Mise en pratique →
1. D'après le texte sur l'aide à domicile à Dijon, combien de places de soins à domicile supplémentaires doivent être ouvertes d'ici 2030 ?
2. Poursuivez le texte sur l'aide à domicile à Dijon après sa dernière phrase.

Extrait →
Un propos approuvé par Emmanuelle Coint (LR), vice-présidente du conseil départemental de la Côte-d'Or, Françoise Tenenbaum (PS), conseillère municipale de Dijon déléguée au handicap, Amelle Ghayou, secrétaire générale adjointe de la préfecture de la Côte-d'Or, et Adeline Guibelin, déléguée territoriale en Côte-d'Or de l'agence régionale de santé Bourgogne-Franche-Comté.
Les bénéficiaires plébiscitent l'aide à domicile
La présentation de la structure faite, la ministre embarque avec Jihane Chourak, infirmière du service de soins infirmiers à domicile, coordonnant les actions au centre-ville de Dijon, pour rencontrer successivement deux Dijonnaises recourant aux services de Vyv Domicile, Michèle, 96 ans, et Rosette, 76 ans.
Dans les deux situations, les interventions des infirmières, aides-soignantes et aides à domicile sont plébiscitées. «Je suis contente que vous veniez me voir», réagit Rosette. «Il faudrait qu'il y ait plus de personnel», plaide néanmoins Michèle.
«Les Français veulent rester le plus longtemps possible chez eux ou alors dans des résidences autonomie comme à la maison, pour ce faire, il faut effectivement du personnel», reconnaît Fadila Khattabi, «c'est ce qu'on appelle le virage domiciliaire». «Pour réussir ce virage domiciliaire, 25.000 places de soins à domicile supplémentaires seront ouvertes d'ici 2030. (...) Il faut des services de proximité, des portages de repas...»
Faute de sorties, le logement peut apparaître comme «une prison»
En revanche, dans les deux situations, les restrictions à la mobilité des habitantes sont soulignées. Dans un immeuble du quartier Montchapet, datant du milieu du XXème siècle, pas d'ascenseur. Michèle ne peut sortir du logement qu'avec «l'aide de son fils».

Entrées enregistrées

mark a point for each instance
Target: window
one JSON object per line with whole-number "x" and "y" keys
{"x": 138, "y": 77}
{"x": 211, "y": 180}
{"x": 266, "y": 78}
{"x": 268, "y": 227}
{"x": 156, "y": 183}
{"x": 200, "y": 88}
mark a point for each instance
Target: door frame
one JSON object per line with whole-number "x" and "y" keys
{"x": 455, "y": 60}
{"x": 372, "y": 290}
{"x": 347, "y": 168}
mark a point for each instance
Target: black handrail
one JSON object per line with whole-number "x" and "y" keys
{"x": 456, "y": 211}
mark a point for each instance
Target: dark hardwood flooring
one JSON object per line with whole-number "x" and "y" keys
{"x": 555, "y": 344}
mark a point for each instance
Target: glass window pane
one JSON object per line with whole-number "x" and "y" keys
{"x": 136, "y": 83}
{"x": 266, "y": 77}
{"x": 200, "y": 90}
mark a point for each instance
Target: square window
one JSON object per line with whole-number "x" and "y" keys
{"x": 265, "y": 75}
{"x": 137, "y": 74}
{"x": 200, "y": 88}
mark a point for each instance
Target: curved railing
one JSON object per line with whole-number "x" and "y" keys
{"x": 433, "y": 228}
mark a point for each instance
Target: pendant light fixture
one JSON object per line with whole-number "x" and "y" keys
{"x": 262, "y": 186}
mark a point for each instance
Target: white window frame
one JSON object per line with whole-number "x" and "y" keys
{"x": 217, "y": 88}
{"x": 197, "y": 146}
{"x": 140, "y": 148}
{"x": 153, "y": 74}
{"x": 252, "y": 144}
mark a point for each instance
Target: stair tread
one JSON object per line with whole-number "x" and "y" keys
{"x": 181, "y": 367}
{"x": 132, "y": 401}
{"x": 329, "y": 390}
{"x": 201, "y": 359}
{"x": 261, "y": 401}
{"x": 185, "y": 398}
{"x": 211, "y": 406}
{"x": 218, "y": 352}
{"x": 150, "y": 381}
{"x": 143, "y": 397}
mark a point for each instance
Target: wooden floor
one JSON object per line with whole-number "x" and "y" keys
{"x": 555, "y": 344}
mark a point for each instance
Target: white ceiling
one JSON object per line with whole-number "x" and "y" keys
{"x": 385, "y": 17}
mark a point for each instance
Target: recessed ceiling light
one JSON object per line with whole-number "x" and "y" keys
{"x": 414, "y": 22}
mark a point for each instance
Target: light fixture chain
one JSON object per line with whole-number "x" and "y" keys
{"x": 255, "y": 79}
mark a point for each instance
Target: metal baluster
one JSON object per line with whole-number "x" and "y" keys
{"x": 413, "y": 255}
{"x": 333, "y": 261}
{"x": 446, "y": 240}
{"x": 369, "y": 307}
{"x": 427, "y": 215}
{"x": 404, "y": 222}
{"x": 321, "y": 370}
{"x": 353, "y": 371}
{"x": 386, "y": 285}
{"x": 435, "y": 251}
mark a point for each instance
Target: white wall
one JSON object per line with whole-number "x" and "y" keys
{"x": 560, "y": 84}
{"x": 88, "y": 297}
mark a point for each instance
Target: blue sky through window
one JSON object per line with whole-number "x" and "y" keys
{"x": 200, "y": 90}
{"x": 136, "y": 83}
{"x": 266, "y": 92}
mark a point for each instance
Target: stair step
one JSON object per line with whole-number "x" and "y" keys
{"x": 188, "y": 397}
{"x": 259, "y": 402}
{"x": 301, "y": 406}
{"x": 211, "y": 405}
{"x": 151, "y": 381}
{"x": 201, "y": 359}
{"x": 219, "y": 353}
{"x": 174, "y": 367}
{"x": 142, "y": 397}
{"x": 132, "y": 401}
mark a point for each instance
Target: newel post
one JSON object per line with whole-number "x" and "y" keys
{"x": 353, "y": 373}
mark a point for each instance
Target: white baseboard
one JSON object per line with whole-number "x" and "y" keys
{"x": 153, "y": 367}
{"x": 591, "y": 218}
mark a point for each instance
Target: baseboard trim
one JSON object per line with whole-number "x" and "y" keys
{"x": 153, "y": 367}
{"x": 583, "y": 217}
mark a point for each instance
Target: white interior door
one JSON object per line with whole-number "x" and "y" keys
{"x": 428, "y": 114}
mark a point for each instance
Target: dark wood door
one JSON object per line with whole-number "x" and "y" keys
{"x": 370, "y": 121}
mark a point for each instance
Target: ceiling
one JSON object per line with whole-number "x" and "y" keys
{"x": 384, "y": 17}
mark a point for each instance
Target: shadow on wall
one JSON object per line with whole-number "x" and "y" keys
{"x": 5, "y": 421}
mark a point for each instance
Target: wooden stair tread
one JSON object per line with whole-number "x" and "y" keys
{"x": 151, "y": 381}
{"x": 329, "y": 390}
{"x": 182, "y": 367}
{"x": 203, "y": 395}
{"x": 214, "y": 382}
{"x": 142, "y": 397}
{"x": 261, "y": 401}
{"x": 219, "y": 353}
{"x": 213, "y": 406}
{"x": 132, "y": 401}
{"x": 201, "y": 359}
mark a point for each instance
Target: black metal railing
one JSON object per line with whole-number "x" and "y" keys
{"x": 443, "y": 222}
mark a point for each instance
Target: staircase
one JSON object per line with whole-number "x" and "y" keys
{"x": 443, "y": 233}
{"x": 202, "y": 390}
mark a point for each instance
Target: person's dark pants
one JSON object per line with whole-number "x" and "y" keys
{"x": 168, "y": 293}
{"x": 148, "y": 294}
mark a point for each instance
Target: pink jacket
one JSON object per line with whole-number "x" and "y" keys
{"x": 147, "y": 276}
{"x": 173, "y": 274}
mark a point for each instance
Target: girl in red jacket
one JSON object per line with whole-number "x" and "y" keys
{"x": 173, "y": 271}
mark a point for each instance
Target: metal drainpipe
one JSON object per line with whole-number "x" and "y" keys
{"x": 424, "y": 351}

Réponses par exercice →
1. 25.000 places.

2.
Dans un immeuble du quartier Monge, construit dans les années 1980, un ascenseur certes mais «souvent en panne», comme le signale Rosette. Le logement peut alors apparaître comme «une prison», alerte l'infirmière. D'autant plus quand s'ajoutent des problématiques de sécurité en raison de parties communes régulièrement squattées par des personnes n'habitant pas l'immeuble.
Ma Prime Adapt' est destinée aux personnes handicapées ou âgées
Autre enjeu, l'adaptation du logement. «Casser une baignoire pour mettre une douche à l'italienne, ça met du temps», regrette Jihane Chourak, «à domicile, il faut répondre rapidement, la personne veut se doucher maintenant, pas dans six mois, cela ne va pas assez vite»
«Ma Prime Adapt' a été mise en place par l’État pour accompagner à la fois les personnes en situation de handicap mais également les personnes âgées en perte d'autonomie», signale toutefois Fadila Khattabi. «L’État intervient dans le cadre de cette prime en fonction des revenus du foyer fiscal. Les travaux peuvent être pris en charge jusqu'à 22.000 euros. Il faut faire appel à un artisan, parfois, cela peut prendre du temps mais c'est vraiment un dispositif qui est très important pour la mise en accessibilité du logement : rampe d'escalier, place de parking PMR...»
«Un travail de coordination intelligent améliore la prise en charge de la personne»
Concernant l'attractivité, Jihane Chourak incite à «apporter des avantages» car «il n'y a pas que le salaire». «[Au sein de Vyv Domicile], on privilégie les soins relationnels donc un patiente qui n'a pas envie d'un soin ou d'une douche aujourd'hui et elle a envie de parler, on prend le temps de le faire», signale l'infirmière. «Ça impacte tout. Le fait de parler 5 minutes avec la patiente, elle va aller mieux et ça va jouer sur toute sa journée, sur ses angoisses.»
«Je salue tout le travail qui est fait pas les professionnels, tout le travail de coordination, de management, qui se fait en bonne intelligence», réagit Fadila Khattabi concernant cet aspect qui participe également des conditions de travail. «[Jihane Chourak] coordonne toute cette journée : l'aide à domicile, l'assistante de vie... C'est plusieurs intervenants dans la journée au domicile de la personne. Un travail de coordination intelligent améliore la prise en charge de la personne.»